» **Aim of the task**: Turn the lines below into a Markdown table with a Row column for the row number and a Line column for the line, skipping any blank lines. Leave the pictures out of the table.

» **Data excerpts**:
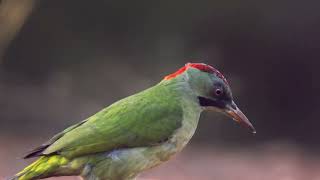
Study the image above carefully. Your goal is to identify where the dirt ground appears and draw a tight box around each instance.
[0,138,320,180]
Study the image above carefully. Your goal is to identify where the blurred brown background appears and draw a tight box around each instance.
[0,0,320,180]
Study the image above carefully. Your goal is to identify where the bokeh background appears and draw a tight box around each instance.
[0,0,320,180]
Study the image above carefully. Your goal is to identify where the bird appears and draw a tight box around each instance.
[11,63,256,180]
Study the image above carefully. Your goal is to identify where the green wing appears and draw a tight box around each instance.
[33,85,182,157]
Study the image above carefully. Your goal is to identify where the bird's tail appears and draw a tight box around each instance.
[11,155,69,180]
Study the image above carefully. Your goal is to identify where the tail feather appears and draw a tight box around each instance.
[11,155,69,180]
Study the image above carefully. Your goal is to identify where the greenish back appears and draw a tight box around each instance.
[43,83,183,157]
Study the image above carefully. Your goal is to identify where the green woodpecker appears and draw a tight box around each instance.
[13,63,255,180]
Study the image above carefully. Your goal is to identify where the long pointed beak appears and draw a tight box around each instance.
[224,102,256,133]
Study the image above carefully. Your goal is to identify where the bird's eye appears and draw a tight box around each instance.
[214,88,223,96]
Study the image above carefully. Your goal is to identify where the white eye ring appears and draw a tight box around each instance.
[214,88,223,96]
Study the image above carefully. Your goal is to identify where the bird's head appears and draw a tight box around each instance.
[164,63,256,133]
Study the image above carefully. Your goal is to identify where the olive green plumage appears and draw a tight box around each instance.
[11,75,188,180]
[13,63,255,180]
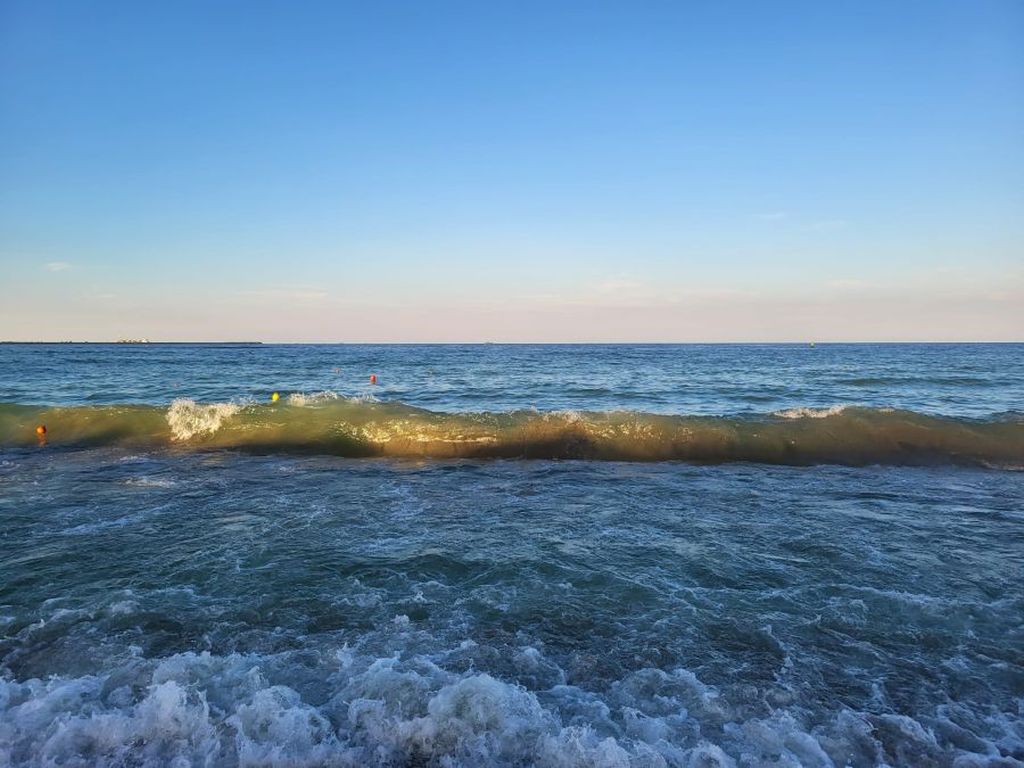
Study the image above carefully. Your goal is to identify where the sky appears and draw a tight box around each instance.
[0,0,1024,342]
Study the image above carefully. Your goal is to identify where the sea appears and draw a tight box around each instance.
[0,344,1024,768]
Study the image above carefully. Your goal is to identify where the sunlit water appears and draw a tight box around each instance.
[0,345,1024,766]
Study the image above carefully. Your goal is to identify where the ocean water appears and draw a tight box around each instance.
[0,344,1024,768]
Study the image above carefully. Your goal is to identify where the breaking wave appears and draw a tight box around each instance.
[0,392,1024,468]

» **Exercise answer**:
| Row | Line |
|---|---|
| 1 | Study the image above carefully. Your goal is to identify where the dirt ground appears and draw a tight box around each instance. |
| 2 | [0,138,320,180] |
| 3 | Study the image above carefully. Your goal is to identify where the blurred brown background appears and draw a tight box around each instance. |
| 4 | [0,0,320,180] |
| 5 | Study the image above carefully. Your goal is to identify where the bokeh background appears and draw a tight box around each instance. |
| 6 | [0,0,320,180] |
| 7 | Study the image above carefully. Your goal is to identify where the bird appears and draw a tight box around each instance. |
| 8 | [11,63,256,180] |
| 9 | Study the image above carefully. Your goal is to identify where the green wing appears and draw a tight box around each instance. |
| 10 | [33,85,182,157] |
| 11 | Study the image above carefully. Your goal is to identify where the bird's tail appears and draw a tight box around each instance. |
| 12 | [11,155,69,180] |
| 13 | Study the image above carefully. Your goal is to identify where the tail feather appears and draw a tight box around each instance. |
| 14 | [11,155,69,180] |
| 15 | Study the image above carefully. Your goal is to identify where the greenish back appears and draw a tight box around each instance. |
| 16 | [43,83,183,157] |
| 17 | Study the image above carefully. Your goal is to identify where the green woodpecker appears and draw a tight box around each instance. |
| 18 | [13,63,255,180] |
| 19 | Study the image above carefully. Your goal is to identify where the long pointed beak appears and draw a tight box around each instance. |
| 20 | [224,102,256,133] |
| 21 | Study the image above carefully. Your goal is to identify where the bird's eye appears and draw a tight box around each instance. |
| 22 | [214,88,223,96] |
| 23 | Study the image above carefully. Your goal is to identify where the white eye ring appears and draw a tight box around each instance. |
| 24 | [214,88,223,96] |
| 25 | Study the image above carefully. Your goal is to identify where the bird's head appears and draw a tight box around each instance. |
| 26 | [164,63,256,133] |
| 27 | Study the image above carefully. Your goal is to identify where the olive green plumage appears and draw a tight box around each instance. |
| 28 | [11,75,188,180] |
| 29 | [13,63,255,180] |
| 30 | Study the image above carefully. Your goal is to identify where the sky appears and draw a tight box around each instance. |
| 31 | [0,0,1024,342] |
| 32 | Study the image above carefully. Your goal is to identify where the sea appears and draw a tight box around each instance. |
| 33 | [0,344,1024,768] |
| 34 | Study the image above carefully. Your goal is to identify where the sunlit water appears and draw a tight box around each instance. |
| 35 | [0,345,1024,766] |
| 36 | Study the image above carefully. Your goal is to identify where the ocean water appears and draw a tight box around each instance. |
| 37 | [0,344,1024,768] |
| 38 | Study the image above carefully. Your goal is to identify where the breaking wave appears and draw a tight box around each instance. |
| 39 | [0,392,1024,468] |